* BEGIN Selected excerpt *
DeepSpeech Language Model parameters

Hello,

after I did some first experiments with deepspeech now I want to optimize the recognition with an own language model and an own scorer. Can you help me, what the parameters to use “generate_lm.py” mean and what I can change with them?
I have a few ideas, but I didn´t find an explanation for all parameters. It would be great if some of you could help me.

Here is the code and partly my ideas to the parameters:

–input_txt phrases.txt:
All words from „phrases.txt“ are valid words to recognize.

–output_dir .
directory for saving the LM

–top_k 500000

–kenlm_bins …/…/…/kenlm/build/bin
maybe just the path to the “bin”-folder from KenLM?

–arpa_order 5

–max_arpa_memory “85%”

–arpa_prune “0|0|1”

–binary_a_bits 255

–binary_q_bits 8

–binary_type trie

–discount_fallback

Thanks in advance!

1 Like

Hello @Anfaenger
Did you look here yet?
https://deepspeech.readthedocs.io/en/latest/Scorer.html

Unless you dig deeper into the code and workings of KenLM then my quick answer would be to keep them largely as they are.
Depending on how much data you have in your phrases input you might want to adjust top_k (or maybe turn that part off, as you indicate all phases are valid)

1 Like

Hello @nmstoker,

thank you very much for your answer.

Yes, I followed this instructions from the side to generate a language model and a scorer, but I didn´t find an explanation for the parameters.

Okay, thanks for that tip.
I have a special enviroment where I want to use the speech recognition. For example I just have maybe 100 words (and 1000 phrases combinations from the words), which should be recognized by the program. So I was wondering, what the other parameters can effect, maybe I can reach a better recognition then.

Does that mean, that the parameter top_k means, how many valid phrases are in the input txt-file? Maybe the question is very stupid but why should I put phrases in the txt-file, which are not vaild?

Thanks for your help.

Have you read the help message of the script as well? It contains a few hints already.

top_k is here to help filter the dataset, and remove less frequents ones. It’s useful when you have huge data for a generic language model, but in your case, you can set that to a higher value than your vocabulary file to filter nothing.

it could help your model with differentiation when your speaker says something that is not in the set of commansd you want to recognize

except the order, I think in your case it’s mostly going to depend on the quality of your vocab.txt

Hello @lissyx,
thanks for your hints and explanations.

Yes, I did. But I didn´t find a real explanation for some things. For example the binary quantization value a and q, the arpa-file oder the arpa pruning parameters exactly are.

Okay, thanks for your estimation.
* END Selected excerpt *
* BEGIN Provided material *
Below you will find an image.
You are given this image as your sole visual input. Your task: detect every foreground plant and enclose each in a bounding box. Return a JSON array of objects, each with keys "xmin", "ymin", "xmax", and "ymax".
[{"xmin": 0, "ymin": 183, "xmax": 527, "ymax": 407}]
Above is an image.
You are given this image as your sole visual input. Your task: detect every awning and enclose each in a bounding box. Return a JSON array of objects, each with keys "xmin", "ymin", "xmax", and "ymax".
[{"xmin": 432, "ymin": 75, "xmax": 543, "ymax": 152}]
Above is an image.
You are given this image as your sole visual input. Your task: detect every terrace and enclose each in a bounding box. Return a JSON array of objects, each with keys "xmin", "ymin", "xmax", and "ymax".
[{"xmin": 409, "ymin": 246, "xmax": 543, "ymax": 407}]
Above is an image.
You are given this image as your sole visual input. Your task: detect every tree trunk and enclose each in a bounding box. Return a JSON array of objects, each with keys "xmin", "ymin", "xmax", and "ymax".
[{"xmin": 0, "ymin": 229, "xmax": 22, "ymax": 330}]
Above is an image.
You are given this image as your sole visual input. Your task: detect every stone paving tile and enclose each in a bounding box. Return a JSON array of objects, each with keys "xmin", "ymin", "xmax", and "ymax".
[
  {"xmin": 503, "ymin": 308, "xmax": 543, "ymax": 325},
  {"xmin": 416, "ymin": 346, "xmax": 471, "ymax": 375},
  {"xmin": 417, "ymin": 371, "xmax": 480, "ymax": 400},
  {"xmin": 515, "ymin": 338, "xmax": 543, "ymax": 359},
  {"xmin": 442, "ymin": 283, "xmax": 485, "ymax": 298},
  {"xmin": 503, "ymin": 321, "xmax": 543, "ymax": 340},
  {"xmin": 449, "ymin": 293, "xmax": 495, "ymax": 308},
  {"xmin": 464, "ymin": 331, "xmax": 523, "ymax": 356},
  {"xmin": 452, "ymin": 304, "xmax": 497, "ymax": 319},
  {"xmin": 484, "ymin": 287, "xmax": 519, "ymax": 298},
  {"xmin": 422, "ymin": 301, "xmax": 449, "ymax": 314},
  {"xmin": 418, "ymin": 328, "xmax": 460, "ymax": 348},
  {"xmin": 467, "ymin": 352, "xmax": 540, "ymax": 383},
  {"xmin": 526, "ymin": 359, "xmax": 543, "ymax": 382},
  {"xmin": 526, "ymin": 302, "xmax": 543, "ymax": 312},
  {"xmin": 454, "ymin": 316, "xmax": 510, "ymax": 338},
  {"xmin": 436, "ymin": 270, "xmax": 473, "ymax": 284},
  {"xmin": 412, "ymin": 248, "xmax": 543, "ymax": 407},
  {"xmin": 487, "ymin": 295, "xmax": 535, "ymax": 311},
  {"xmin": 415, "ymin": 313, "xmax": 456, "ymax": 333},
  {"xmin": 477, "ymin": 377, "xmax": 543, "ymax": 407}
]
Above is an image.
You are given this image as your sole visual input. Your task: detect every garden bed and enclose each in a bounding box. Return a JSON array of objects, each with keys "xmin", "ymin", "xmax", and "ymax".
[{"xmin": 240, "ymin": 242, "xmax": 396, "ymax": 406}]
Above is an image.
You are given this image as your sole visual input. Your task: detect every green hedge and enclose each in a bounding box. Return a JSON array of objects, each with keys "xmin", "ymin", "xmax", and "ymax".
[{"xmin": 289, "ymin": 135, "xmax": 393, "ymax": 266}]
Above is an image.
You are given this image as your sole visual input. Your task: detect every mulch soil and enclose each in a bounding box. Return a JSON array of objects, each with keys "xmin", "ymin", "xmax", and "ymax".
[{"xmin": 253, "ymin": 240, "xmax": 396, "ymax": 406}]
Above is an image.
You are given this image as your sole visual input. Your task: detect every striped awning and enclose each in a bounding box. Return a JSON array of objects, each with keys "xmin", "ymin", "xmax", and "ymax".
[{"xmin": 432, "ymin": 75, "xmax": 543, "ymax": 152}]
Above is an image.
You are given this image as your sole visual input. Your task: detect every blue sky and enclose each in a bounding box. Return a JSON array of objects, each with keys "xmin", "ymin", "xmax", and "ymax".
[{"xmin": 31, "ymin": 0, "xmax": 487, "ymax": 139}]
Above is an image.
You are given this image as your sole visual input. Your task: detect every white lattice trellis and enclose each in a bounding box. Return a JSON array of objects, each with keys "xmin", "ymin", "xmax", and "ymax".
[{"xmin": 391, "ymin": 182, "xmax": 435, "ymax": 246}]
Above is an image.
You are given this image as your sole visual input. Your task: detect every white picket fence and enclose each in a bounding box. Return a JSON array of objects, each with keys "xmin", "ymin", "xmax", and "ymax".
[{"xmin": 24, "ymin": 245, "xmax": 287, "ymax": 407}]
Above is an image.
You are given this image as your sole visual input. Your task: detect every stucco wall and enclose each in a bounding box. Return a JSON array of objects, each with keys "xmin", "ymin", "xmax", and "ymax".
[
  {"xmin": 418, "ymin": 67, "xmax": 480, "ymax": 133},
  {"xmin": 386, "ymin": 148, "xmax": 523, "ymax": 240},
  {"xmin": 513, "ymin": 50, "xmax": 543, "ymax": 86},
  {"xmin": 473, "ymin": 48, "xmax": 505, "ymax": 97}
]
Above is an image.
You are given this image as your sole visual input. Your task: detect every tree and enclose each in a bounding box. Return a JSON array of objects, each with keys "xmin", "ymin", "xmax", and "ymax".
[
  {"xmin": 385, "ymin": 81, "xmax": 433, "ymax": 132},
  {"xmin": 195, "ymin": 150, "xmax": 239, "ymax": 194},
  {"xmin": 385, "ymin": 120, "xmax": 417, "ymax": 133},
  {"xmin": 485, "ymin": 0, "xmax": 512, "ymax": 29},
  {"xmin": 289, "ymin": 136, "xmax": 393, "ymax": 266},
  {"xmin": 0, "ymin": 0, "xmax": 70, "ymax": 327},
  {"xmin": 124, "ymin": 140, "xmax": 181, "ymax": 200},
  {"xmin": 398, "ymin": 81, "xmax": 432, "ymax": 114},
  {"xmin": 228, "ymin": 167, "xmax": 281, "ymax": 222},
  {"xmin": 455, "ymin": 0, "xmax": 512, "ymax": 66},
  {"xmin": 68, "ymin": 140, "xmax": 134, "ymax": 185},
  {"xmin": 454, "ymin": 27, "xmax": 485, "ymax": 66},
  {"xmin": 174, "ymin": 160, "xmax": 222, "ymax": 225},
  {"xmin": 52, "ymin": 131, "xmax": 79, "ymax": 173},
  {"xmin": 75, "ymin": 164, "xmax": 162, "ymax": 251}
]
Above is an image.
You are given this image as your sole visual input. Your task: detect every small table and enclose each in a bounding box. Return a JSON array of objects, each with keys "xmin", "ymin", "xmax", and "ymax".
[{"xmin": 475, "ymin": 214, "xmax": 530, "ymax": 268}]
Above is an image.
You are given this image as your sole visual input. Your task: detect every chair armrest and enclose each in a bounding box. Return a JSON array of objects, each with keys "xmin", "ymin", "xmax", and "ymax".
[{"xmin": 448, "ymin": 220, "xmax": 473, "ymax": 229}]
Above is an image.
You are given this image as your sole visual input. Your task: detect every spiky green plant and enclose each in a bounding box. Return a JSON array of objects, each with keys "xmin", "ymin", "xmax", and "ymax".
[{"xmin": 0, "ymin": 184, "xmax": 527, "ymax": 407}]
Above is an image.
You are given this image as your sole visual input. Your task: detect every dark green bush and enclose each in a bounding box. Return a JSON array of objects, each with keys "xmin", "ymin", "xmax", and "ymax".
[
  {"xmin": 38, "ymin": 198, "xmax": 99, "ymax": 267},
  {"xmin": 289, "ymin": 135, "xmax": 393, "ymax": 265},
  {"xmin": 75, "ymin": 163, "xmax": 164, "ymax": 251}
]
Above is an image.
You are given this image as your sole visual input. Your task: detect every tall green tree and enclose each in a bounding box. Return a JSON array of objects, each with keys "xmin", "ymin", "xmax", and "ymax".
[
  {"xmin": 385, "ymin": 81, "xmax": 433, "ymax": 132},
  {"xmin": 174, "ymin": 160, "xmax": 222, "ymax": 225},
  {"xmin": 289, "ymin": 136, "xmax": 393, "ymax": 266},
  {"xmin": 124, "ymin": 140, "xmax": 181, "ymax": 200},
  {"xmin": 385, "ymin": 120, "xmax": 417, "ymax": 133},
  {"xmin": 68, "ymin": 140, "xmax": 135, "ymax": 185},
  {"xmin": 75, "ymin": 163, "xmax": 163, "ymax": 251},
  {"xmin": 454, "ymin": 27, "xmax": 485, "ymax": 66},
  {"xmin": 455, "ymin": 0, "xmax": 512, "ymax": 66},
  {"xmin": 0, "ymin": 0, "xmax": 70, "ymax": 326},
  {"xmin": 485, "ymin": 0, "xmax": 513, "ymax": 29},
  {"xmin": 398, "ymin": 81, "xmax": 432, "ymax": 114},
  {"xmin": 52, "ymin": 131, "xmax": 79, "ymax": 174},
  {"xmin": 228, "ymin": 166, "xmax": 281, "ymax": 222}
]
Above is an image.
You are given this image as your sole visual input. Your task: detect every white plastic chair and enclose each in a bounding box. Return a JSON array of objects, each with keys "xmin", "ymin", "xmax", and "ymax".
* END Provided material *
*Stated problem 1*: Write out a passage of the DeepSpeech thread word for word. Begin at the words "DeepSpeech Language Model" and stop after "could help me.".
*Stated problem 2*: Condense the DeepSpeech thread's paragraph that opens with "top_k is here to help" into a shorter version that keeps its main facts.

*Complete output 1*:
DeepSpeech Language Model parameters

Hello,

after I did some first experiments with deepspeech now I want to optimize the recognition with an own language model and an own scorer. Can you help me, what the parameters to use “generate_lm.py” mean and what I can change with them?
I have a few ideas, but I didn´t find an explanation for all parameters. It would be great if some of you could help me.

*Complete output 2*: top_k filters the dataset by removing less frequent entries. It helps with huge data for a generic language model. With a small vocabulary, setting it higher than the vocabulary file filters nothing.